*THE INPUT:*

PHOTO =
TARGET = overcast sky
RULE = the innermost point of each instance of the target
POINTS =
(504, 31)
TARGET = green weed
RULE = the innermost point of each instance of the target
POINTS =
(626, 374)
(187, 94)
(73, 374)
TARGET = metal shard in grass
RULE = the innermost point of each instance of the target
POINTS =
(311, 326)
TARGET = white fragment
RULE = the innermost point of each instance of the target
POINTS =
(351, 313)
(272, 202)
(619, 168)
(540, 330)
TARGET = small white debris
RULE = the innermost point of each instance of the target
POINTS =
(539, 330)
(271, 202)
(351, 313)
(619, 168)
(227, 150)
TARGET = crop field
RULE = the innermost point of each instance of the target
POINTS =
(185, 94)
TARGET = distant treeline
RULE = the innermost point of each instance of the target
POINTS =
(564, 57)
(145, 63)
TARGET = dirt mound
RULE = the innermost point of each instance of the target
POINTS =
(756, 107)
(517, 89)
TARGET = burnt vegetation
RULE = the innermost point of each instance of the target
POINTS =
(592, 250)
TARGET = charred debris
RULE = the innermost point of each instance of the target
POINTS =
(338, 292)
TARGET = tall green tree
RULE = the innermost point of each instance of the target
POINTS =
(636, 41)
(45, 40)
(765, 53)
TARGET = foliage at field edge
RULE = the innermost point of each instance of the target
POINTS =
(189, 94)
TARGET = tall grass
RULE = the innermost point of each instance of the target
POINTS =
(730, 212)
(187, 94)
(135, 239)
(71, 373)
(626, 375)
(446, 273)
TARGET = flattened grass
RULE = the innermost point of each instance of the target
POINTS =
* * *
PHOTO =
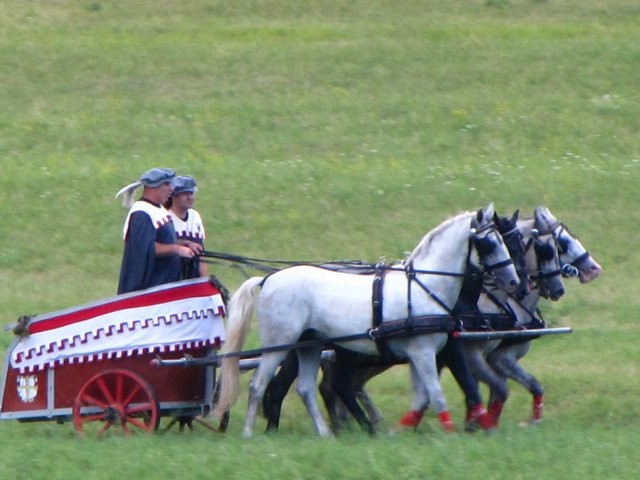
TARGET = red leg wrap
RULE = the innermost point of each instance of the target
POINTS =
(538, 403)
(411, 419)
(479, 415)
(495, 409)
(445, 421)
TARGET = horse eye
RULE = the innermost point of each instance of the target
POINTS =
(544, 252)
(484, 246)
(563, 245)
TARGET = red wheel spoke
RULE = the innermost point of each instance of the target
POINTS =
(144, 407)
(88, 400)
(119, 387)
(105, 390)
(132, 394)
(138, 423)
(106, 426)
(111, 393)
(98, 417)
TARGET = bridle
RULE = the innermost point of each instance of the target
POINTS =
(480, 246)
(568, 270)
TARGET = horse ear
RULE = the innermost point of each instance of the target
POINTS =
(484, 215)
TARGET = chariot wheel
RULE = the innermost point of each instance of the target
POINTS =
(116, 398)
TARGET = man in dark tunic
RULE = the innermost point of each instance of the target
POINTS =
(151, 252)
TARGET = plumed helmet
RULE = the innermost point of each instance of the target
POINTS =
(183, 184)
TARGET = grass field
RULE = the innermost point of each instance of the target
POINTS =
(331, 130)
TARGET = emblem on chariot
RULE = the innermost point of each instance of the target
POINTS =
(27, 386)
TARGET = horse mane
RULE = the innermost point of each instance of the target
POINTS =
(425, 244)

*WORK INSTRUCTION:* Search the entries for the string "tall" and collect each line that has it.

*RESULT FOR THIS EXERCISE:*
TARGET = tall green tree
TARGET = tall grass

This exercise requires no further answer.